++++ READING PASSAGE

The Phenomenon of Goodwill (ΑΕRΑS) on Cyprus Commercial Properties
Cyprus has experienced over the last years the phenomenon of locational goodwill payment (locally known as "aeras") which refers to the payment made by incoming tenants (in addition to the rent) to sitting tenants, in order to induce the sitting tenant to vacate and thus the new tenant securing commercial accommodation.
This new "business activity" appears mainly within the towns' commercial centres and in touristic areas, where there is a high demand for commercial accommodation with limited supply of vacant shops. This rather sudden and sharp increase in the demand for commercial property has come about due to the following main reasons:
(a) The Turkish invasion has displaced 200.000 people who have settled mainly around and within the towns, increasing the towns' population by approximately 30% (but without an analogous increase in the towns' commercial centre).
(b) The sudden and sharp increase of tourists in the touristic areas, especially at Ayia Napa and Paphos, has caused a shortage of commercial accommodation.

++++++++
++++ RECORDS SUPPLIED

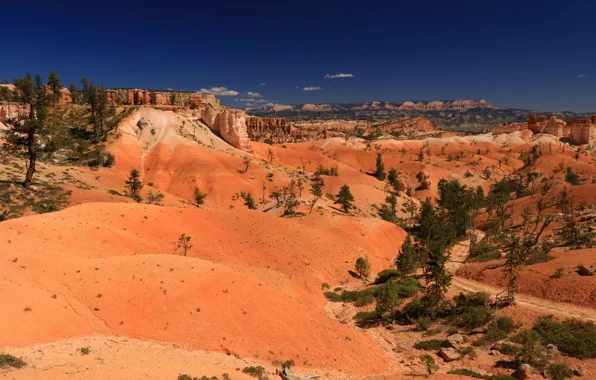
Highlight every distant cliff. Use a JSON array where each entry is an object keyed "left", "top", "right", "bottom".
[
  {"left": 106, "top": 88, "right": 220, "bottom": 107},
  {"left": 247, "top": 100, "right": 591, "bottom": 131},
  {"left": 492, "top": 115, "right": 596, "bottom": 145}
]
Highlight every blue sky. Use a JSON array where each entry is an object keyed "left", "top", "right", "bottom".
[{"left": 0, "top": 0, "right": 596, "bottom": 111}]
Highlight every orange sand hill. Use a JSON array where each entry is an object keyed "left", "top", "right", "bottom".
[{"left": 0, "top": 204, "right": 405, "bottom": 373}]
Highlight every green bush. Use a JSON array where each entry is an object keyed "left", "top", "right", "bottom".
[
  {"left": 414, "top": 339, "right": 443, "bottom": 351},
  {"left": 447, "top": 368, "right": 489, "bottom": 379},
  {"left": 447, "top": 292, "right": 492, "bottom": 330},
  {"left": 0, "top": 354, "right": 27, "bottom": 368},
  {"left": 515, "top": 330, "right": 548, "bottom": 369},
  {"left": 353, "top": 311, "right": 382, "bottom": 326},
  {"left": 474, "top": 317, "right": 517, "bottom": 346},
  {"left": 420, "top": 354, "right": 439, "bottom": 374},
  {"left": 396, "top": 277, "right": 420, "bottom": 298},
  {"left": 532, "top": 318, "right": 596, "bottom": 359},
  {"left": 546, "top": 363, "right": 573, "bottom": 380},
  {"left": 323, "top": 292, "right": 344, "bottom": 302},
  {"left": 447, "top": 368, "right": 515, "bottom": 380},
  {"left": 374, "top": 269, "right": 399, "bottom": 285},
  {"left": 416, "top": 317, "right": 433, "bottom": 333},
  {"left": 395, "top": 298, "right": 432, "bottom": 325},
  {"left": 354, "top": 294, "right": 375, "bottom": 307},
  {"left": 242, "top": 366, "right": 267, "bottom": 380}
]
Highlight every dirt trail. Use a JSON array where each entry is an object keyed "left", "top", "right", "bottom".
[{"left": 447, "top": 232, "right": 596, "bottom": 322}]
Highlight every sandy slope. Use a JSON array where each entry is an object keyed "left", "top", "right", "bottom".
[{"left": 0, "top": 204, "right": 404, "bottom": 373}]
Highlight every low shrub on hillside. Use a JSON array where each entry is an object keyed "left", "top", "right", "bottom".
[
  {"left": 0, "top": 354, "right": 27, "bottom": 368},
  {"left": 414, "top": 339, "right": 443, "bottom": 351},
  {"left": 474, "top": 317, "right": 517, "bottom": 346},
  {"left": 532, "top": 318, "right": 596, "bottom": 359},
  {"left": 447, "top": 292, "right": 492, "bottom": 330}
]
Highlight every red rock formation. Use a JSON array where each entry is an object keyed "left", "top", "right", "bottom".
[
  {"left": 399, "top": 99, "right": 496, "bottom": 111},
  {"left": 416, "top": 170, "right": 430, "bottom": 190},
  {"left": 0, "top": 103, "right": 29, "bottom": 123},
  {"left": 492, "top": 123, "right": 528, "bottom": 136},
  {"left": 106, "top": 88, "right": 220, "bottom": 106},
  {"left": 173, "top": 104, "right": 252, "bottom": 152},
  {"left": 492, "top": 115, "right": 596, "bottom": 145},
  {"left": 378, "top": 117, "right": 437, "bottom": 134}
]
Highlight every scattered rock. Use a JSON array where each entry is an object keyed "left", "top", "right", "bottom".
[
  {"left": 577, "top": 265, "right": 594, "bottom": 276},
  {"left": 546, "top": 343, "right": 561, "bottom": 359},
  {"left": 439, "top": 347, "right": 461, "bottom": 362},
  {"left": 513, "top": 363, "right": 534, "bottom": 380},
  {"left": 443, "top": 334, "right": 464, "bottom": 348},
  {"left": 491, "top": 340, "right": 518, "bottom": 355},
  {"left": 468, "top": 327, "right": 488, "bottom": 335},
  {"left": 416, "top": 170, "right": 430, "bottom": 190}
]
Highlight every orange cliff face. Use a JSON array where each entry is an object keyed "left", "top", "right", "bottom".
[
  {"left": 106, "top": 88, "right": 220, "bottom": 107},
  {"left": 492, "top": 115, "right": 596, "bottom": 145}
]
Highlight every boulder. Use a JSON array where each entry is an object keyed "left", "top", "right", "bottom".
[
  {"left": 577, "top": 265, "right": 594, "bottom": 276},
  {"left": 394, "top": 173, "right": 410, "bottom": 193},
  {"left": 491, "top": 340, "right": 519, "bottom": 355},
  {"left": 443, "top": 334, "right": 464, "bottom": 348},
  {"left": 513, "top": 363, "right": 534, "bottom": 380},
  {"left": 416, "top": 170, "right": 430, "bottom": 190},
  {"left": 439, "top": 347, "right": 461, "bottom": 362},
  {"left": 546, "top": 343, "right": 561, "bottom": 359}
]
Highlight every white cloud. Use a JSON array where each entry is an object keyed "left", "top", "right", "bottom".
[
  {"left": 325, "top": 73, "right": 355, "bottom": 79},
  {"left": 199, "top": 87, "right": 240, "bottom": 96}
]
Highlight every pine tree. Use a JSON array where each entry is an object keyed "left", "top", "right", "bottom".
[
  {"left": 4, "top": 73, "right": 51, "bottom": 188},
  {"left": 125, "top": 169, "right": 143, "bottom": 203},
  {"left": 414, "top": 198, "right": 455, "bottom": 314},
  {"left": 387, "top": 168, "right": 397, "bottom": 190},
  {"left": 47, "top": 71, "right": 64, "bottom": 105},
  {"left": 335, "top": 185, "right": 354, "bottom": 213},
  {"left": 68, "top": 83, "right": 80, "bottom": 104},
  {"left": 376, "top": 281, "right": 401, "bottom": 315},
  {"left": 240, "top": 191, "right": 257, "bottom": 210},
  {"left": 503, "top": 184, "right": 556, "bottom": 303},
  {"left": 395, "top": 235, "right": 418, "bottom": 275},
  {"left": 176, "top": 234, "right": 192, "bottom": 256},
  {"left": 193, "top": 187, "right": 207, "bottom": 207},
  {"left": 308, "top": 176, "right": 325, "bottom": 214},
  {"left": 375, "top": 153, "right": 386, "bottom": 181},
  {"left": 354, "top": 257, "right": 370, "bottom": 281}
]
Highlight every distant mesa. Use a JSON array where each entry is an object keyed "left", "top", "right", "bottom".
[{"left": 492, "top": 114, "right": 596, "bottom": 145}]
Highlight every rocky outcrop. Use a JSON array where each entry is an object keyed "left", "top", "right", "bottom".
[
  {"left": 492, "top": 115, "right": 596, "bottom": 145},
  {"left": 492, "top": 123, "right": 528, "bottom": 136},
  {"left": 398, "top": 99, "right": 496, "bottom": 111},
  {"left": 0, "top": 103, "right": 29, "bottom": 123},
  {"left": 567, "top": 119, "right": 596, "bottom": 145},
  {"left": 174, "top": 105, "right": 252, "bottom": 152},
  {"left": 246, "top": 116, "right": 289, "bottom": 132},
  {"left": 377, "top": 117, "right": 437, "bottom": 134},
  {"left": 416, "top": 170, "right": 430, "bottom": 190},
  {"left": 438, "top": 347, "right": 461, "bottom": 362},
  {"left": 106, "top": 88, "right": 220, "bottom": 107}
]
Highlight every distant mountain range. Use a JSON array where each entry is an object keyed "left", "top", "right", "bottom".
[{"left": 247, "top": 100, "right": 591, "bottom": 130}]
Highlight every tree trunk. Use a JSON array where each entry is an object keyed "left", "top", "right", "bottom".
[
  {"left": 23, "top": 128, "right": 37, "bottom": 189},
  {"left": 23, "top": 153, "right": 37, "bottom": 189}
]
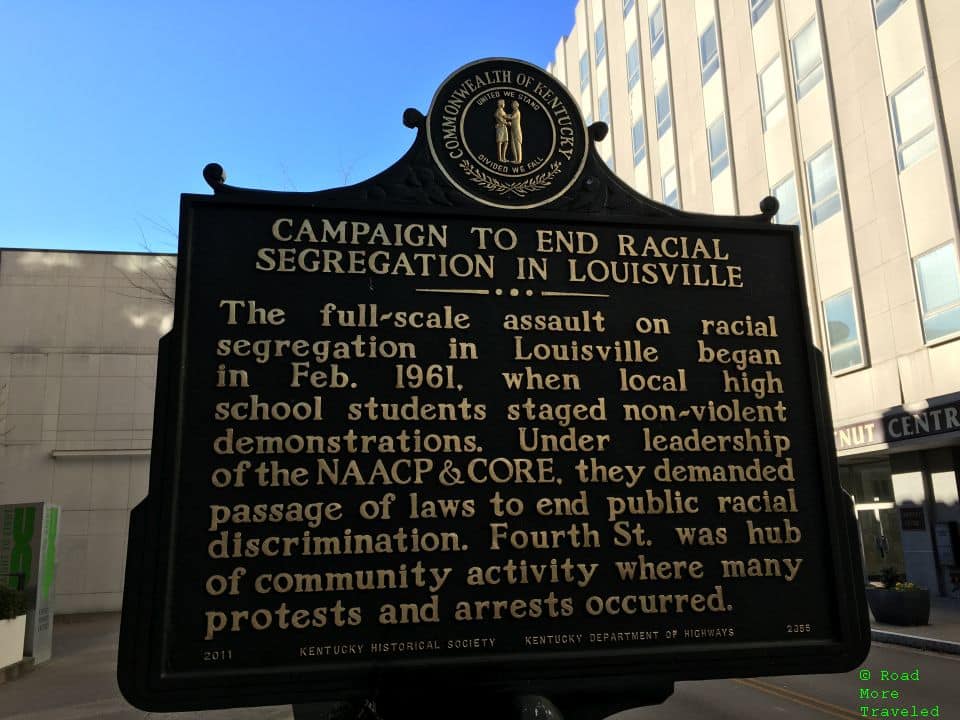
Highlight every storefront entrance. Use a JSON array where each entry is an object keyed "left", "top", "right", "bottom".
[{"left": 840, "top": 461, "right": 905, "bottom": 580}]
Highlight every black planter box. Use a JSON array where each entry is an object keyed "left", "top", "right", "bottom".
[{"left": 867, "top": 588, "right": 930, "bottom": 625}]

++++++++
++++ RECORDS SUPPLIED

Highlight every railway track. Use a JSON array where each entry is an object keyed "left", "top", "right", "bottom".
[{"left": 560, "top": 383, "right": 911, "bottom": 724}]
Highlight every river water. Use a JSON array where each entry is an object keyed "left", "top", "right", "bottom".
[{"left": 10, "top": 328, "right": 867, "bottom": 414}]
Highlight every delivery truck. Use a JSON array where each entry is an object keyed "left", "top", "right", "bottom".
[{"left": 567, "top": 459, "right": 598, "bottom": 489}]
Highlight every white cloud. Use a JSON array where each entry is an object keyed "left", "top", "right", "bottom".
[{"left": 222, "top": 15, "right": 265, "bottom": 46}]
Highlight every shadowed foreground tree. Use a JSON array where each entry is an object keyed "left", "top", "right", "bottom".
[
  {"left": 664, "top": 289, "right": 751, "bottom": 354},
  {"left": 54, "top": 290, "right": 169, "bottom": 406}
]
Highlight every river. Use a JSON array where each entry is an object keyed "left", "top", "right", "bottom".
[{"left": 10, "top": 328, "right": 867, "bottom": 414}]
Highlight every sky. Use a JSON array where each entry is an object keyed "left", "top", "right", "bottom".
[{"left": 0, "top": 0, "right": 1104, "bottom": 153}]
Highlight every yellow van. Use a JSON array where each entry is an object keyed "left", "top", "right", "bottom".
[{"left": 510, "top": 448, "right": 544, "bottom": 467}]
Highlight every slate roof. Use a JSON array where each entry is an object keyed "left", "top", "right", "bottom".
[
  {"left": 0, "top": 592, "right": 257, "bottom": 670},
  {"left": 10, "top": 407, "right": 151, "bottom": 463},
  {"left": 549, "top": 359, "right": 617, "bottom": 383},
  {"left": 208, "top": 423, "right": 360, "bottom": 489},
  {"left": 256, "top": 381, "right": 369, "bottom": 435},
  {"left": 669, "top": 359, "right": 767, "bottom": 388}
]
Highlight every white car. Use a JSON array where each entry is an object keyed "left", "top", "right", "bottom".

++++++++
++++ RECORDS SUPPLIED

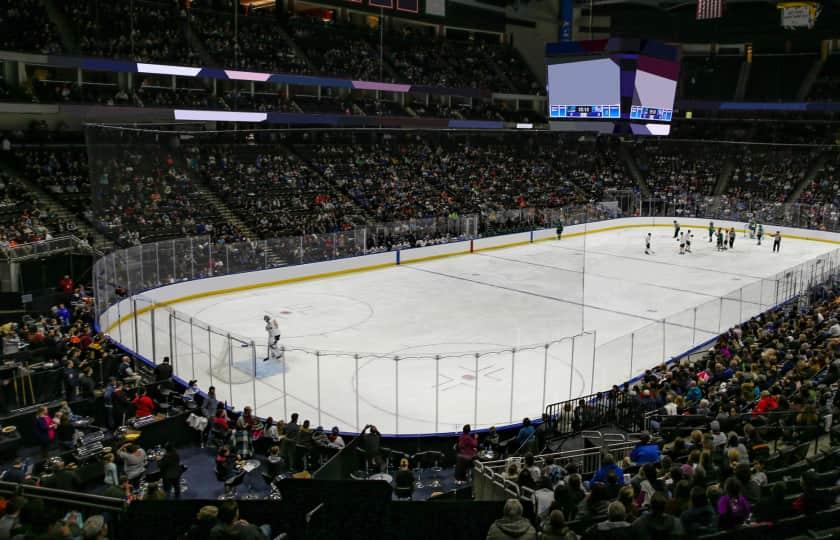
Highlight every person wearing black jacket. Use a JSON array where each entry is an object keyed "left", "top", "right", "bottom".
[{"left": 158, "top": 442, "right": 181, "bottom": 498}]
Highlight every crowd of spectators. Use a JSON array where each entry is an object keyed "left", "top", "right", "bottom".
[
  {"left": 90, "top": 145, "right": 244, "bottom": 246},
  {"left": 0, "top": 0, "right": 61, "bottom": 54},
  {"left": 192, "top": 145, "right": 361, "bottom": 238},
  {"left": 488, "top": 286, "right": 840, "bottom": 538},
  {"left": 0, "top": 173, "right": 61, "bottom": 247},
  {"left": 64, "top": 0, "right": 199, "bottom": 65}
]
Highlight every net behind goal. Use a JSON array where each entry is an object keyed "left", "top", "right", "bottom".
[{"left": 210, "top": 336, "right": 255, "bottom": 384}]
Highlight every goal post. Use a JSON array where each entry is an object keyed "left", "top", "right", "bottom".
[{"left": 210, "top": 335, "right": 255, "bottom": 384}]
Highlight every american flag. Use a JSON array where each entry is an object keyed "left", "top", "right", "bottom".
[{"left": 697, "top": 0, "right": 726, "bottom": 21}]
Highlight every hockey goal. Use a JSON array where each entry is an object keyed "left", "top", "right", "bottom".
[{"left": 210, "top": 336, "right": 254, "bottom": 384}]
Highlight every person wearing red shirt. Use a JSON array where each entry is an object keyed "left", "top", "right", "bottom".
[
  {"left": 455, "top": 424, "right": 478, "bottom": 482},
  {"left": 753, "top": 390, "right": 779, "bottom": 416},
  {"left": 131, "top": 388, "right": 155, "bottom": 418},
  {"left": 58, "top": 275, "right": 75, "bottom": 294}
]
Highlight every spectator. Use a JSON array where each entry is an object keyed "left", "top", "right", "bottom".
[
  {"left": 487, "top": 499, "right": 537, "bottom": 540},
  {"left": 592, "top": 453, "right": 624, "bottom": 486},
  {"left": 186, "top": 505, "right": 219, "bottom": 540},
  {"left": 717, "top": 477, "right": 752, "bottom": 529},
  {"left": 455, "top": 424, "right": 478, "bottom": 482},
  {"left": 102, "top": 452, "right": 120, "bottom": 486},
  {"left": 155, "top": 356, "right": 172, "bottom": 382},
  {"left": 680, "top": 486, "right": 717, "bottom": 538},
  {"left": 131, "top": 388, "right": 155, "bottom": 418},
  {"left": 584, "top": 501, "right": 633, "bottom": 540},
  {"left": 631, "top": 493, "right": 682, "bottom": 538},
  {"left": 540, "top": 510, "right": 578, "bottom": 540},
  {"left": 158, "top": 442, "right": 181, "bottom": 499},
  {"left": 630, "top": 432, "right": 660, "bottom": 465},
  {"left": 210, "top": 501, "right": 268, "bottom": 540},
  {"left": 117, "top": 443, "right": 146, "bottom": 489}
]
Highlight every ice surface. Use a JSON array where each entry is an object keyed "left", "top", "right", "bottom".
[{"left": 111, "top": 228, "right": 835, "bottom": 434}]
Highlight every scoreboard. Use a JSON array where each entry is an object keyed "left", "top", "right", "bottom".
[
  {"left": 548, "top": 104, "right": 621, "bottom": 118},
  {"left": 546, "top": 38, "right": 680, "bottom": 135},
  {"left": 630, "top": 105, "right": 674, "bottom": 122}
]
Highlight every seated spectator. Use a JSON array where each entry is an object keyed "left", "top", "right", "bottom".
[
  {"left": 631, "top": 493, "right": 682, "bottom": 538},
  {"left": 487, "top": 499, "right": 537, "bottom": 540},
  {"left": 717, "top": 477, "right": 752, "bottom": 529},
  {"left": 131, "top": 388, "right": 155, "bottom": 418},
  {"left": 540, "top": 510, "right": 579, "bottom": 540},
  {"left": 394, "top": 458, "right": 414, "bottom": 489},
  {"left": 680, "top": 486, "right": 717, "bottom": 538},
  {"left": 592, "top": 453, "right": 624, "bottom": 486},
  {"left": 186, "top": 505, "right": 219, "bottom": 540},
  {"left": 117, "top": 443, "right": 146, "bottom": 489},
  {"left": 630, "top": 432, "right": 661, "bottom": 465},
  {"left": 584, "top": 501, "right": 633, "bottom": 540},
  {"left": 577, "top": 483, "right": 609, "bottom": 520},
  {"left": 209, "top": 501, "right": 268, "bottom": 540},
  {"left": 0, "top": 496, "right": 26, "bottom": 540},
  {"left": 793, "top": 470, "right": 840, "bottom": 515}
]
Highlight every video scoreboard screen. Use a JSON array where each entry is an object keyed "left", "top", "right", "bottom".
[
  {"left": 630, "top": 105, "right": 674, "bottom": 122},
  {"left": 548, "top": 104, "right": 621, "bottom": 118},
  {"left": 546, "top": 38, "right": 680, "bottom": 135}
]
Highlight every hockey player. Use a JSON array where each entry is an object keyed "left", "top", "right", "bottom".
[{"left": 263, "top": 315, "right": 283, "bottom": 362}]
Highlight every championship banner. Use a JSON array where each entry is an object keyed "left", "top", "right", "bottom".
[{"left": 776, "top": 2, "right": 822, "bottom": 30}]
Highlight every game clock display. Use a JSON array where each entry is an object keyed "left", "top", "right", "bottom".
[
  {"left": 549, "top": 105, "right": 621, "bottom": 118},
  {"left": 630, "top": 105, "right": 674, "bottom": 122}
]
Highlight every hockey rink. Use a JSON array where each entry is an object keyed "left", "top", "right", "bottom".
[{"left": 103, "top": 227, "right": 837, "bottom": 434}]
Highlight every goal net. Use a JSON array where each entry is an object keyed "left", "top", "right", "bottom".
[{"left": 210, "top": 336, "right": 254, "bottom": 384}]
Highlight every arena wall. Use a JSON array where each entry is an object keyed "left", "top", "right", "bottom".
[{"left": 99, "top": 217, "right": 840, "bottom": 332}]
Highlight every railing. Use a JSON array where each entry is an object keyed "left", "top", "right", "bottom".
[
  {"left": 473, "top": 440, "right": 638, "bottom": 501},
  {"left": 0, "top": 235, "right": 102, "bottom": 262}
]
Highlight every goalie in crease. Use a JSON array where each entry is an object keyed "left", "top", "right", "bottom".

++++++++

§ SHORT EXERCISE: From the passage on locational goodwill in Cyprus, copy the stretch from "The Phenomenon of Goodwill" through "securing commercial accommodation." word for word.

§ RESPONSE TO THE TASK:
The Phenomenon of Goodwill (ΑΕRΑS) on Cyprus Commercial Properties
Cyprus has experienced over the last years the phenomenon of locational goodwill payment (locally known as "aeras") which refers to the payment made by incoming tenants (in addition to the rent) to sitting tenants, in order to induce the sitting tenant to vacate and thus the new tenant securing commercial accommodation.